PROVIDED TEXT

§ §

COP26 - A message from our CEO, Mark Rowland

COP26 is unarguably the best opportunity we have to change the path of irreversible climate change.

The Mental Health Foundation is joining with others to call on world leaders to seize this moment and make bold and ambitious commitments that not only reassure people today but also the current younger generation and those to come. 

As we proved during our Mental Health Awareness Week, the natural environment is a singular and vital asset in sustaining and protecting our mental health.  Nearly two-thirds of us in the UK say being close to nature improves our mood, and research shows that connecting with nature helps reduce feelings of worry, anxiety and stress while boosting positive emotions such as joy and calmness. 

We all have a role in protecting the environment and tackling climate change as well as working towards good mental health for all. But our leaders and policymakers in all sectors must make historic choices that will not only halt climate change, but also protect our environment, and safeguard our homes and at the same time, our mental health.

Mental health and climate change are two of the biggest social challenges of this century.  That’s why I am delighted we are hosting a Citizens’ Forum next week to explore the connection between climate change and mental health.

We feel that a vital part of creating a mentally healthy society means tackling the huge and frightening scale of destruction of our natural world that is made so much more vulnerable by climate chaos.  Climate change is a disaster for our planet and it is already having a direct impact on our mental health – with 6 in 10 young people around the world saying climate change is a cause of anxiety and fear.

Making progress in addressing both the climate emergency and the mental health crisis go hand in hand. Firstly, we must take preventative action in both cases. We cannot wait for the consequences of global warming to get worse before we move to green energy and a net-zero economic model. The same is true of mental health – we need a preventive approach that reduces the huge emotional toll that poor mental health exacts.

§ §

EXTRACTED RECORDS
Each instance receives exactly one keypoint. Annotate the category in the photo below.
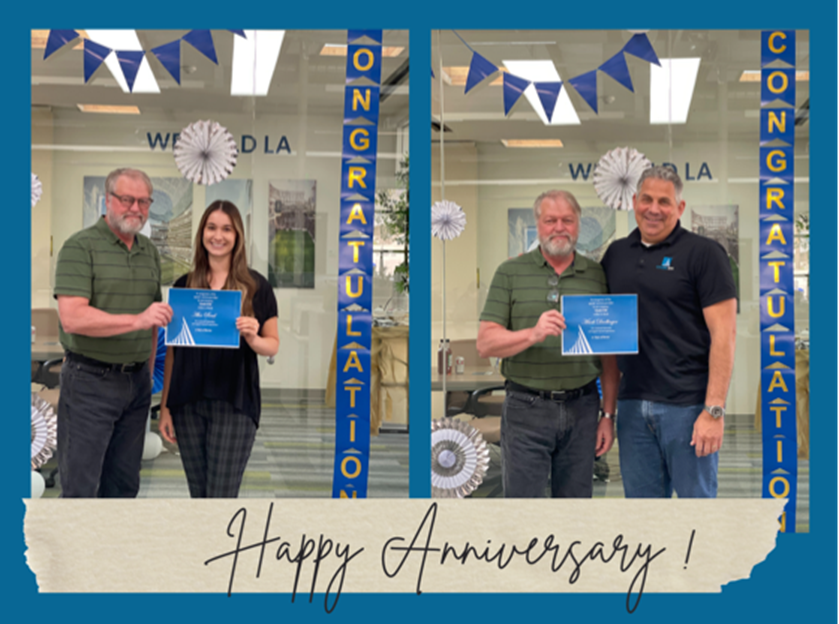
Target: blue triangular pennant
(513, 88)
(169, 55)
(548, 94)
(57, 39)
(479, 68)
(641, 47)
(202, 40)
(586, 86)
(94, 56)
(130, 61)
(617, 69)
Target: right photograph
(620, 265)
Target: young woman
(211, 399)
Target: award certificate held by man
(600, 324)
(204, 318)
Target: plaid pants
(215, 442)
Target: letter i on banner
(355, 263)
(777, 288)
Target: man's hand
(707, 434)
(157, 314)
(551, 323)
(605, 436)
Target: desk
(472, 378)
(47, 348)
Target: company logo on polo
(665, 264)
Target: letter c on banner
(770, 82)
(357, 59)
(774, 160)
(784, 493)
(360, 144)
(357, 470)
(771, 42)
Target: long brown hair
(239, 277)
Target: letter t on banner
(355, 263)
(777, 314)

§ §

REQUIRED WORK
1 > Answer these from the COP26 message:
(a) What share of people in the UK say being close to nature improves their mood?
(b) What event is the Mental Health Foundation hosting next week?
(c) How many young people around the world say climate change causes them anxiety and fear?
2 > Extend the COP26 message on climate change and mental health, picking up after its final sentence.

EXPECTED RESULTS
1 >
(a) Nearly two-thirds.
(b) A Citizens' Forum to explore the connection between climate change and mental health.
(c) 6 in 10.

2 >
Secondly, both are global issues that need global answers. If we are to avert the climate crisis and create a mentally healthy future, small changes will not suffice. We need to understand how we change our society and develop a way of living that doesn’t have an unsustainable toll on our planet or on the quality of our inner lives. 

We have seen from our own study through the pandemic that uncertainty and confusion create anxiety, while a clear plan creates hope. COP26 must reverse decades of dithering and deliver a sustainable plan that gives us all confidence in our future. Hope cannot survive on good intentions. It requires tangible action and progress.

Finally, in common with mental health, the consequences of climate change will not be felt equally in society.

The poorest, the most vulnerable and those on the margins of society will be disproportionately affected. It is those in the global south who have done the least to create the climate emergency who are already experiencing the effects of extreme weather, failing crops and natural resource diminishment.

Similarly in mental health, we know social inequalities drive poor mental health. It is why we find that children from the poorest households are four times more likely to have serious mental health problems than those from the wealthiest. 

In tackling climate change and seeking better mental health, we must take a social justice approach that does not leave anyone behind.

We call on the delegates of COP26 to make sure that all their decisions will effectively tackle climate change, support people through a just transition to net-zero, and puts people’s mental health at the centre.